**Exercise requirements:**
1 > According to the passage on McCarthy and The Lightning Field, how deep are the concrete foundations of the poles?
2 > Reproduce everything in the passage on McCarthy and The Lightning Field from "Establishing a definitive" down to "the author himself.".

**Provided passage:**
* * * *

Although I recognize the challenges of the enterprise I am undertaking
here, for the student of McCarthy, and especially of Blood Meridian,
making a connection between The Lightning Field and the
epilogue is not even a voluntary act. The physical structure of the field
itself immediately calls the epilogue to mind. One can easily imagine each
apparently infinite progression of two-inch diameter poles being erected by
a single man with a post-hole digger. The concrete foundations, themselves
only three feet deep and one foot in diameter, are a foot below the surface
and invisible, so that each pole seems to spring unsupported from the soil of
the plain itself. To stand at the end of any row and imagine its construction
is virtually to imagine McCarthy’s epilogue. Add a minimalist artist and his
patrons and the picture is complete. But these are primarily physical similarities.
In what follows, I’ll illustrate the striking thematic elements shared
by the two works, and, finally, demonstrate how familiarity with The
Lightning Field supports and amplifies Leo Daugherty’s 1993 interpretation
of the epilogue’s meaning.
The first circumstantial connections are geographical and temporal.
Establishing a definitive connection between this incredible work of art and
the epilogue of Blood Meridian might be as simple as establishing that
McCarthy is among the rather small number who have seen it. Unfortunately,
however, Dia’s record of visitors to the site before 1986 is both
incomplete and inaccessible. Ultimately, establishing whether McCarthy has
seen the installation may depend on asking the author himself.
On the other hand, it is entirely possible that McCarthy, driving the
backroads of New Mexico during his many research travels throughout the
Southwest, came upon the site on his own, either by accident or on purpose.
The roads, though dirt, are quite good, and in the interest of protecting the
isolation of the site, they are unmarked in any way, either inviting or prohibThe
Cormac McCarthy Journal 44
iting. More than once, McCarthy has asserted that he “doesn’t write about
places he hasn’t visited” (Woodward). In Blood Meridian itself, the closest
action to this particular area of New Mexico may be that within sight of the
Animas peaks. Then again, there is a vast geographic blank between the
kid’s last known position after his departure from Los Angeles and his entry
into Texas some seventeen years later. In the end, though, it is not Blood
Meridian so much as The Crossing which invites us to believe that
McCarthy has traveled the roads which lead to The Lightning Field—that he
has been at least as close as thirty-five miles to the field itself.
Having moved to El Paso in 1977, most of McCarthy’s research
wanderings through the desert Southwest must have commenced around the
same time as construction of De Maria’s sculpture and continued after the
artwork’s completion. And there is no necessity in believing that his travels
through the area were confined to the region about which he was writing at
any given time. We are asked to believe only that by the time he did write
about a place, he had been there. Thus, when McCarthy tells us in The
Crossing that after departing Winslow, Arizona, Billy Parham “rode south
across the high plains west of Socorro and he rode through Magdalena and
across the plains of Saint Augustine” (349), then we must assume that
McCarthy has traveled this route, a route which, on today’s roads, passes
directly through none other than Quemado itself, directly in front of the Dia
Center office on Route 60. Quemado, though, even today, is little more than
a church, post office, school, and fewer than a dozen buildings other than
homes. Magdalena (also the name of John Grady’s love in Cities of the
Plain) is the nearest town of truly appreciable size to The Lightning Field
itself and has existed throughout this century. Even more importantly, a
straight line drawn from Winslow to Magdalena, the route a horseman might
travel, passes more closely to the field itself than to the town of Quemado.

* * * *

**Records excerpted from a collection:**

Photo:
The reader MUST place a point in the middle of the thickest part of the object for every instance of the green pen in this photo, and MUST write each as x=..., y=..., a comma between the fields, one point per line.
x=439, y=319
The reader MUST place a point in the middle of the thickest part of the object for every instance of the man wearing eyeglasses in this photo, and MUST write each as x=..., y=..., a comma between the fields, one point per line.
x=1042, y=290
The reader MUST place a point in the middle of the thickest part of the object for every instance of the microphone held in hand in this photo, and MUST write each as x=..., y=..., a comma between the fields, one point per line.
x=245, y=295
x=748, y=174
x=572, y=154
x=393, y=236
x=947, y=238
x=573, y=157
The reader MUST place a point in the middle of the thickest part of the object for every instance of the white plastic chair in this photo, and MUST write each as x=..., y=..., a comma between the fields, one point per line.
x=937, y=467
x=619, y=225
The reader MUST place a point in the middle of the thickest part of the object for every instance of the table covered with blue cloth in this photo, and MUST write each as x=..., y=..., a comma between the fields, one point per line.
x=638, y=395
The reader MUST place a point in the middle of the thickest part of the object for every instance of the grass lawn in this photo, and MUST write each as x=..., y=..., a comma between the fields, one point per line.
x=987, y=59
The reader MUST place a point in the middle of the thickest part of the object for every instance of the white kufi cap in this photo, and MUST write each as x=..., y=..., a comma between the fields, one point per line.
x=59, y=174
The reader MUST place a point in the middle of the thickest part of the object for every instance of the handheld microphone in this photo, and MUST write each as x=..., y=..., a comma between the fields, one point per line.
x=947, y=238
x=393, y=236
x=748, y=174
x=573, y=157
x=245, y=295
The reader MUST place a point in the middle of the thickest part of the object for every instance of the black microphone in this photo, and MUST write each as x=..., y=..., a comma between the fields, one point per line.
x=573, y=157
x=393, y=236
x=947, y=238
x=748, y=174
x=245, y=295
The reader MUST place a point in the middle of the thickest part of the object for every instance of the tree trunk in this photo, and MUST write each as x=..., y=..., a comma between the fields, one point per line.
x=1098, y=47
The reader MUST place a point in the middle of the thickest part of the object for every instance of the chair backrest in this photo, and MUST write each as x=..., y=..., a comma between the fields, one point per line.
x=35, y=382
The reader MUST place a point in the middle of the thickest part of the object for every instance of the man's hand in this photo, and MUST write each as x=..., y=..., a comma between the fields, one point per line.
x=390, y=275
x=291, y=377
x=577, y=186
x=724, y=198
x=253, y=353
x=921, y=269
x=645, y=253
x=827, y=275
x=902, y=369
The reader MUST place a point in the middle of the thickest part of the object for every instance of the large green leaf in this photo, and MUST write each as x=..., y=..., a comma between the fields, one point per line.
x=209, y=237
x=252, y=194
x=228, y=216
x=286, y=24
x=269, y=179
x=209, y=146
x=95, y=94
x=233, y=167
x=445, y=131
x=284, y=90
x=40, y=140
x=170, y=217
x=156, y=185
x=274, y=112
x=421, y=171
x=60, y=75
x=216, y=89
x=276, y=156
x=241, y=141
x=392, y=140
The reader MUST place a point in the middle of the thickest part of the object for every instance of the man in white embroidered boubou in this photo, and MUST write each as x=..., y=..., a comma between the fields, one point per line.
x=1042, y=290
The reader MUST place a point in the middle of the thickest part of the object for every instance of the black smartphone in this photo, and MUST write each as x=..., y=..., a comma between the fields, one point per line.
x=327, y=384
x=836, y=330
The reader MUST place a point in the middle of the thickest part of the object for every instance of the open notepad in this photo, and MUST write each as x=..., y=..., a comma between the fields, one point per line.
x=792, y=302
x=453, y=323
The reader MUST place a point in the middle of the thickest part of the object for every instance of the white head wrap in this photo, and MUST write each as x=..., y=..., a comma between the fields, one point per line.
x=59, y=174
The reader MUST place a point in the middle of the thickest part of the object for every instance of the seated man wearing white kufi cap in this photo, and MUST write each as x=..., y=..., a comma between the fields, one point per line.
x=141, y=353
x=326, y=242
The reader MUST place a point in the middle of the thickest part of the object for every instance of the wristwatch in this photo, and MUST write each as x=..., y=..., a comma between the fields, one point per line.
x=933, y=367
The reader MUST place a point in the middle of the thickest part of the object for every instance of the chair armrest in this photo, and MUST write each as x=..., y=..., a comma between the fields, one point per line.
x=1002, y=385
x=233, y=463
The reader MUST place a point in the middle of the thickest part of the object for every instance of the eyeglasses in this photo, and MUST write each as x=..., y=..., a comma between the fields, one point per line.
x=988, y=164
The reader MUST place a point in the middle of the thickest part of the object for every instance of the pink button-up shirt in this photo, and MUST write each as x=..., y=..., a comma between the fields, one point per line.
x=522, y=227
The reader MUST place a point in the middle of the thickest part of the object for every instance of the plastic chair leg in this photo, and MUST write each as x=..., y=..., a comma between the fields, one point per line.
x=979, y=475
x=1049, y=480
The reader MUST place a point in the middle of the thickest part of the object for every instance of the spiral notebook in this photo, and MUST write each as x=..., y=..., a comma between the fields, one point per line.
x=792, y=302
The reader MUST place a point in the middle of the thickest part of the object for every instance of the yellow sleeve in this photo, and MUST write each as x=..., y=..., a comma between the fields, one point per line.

* * * *

**Results for each task:**
1 > Three feet deep.

2 >
Establishing a definitive connection between this incredible work of art and
the epilogue of Blood Meridian might be as simple as establishing that
McCarthy is among the rather small number who have seen it. Unfortunately,
however, Dia’s record of visitors to the site before 1986 is both
incomplete and inaccessible. Ultimately, establishing whether McCarthy has
seen the installation may depend on asking the author himself.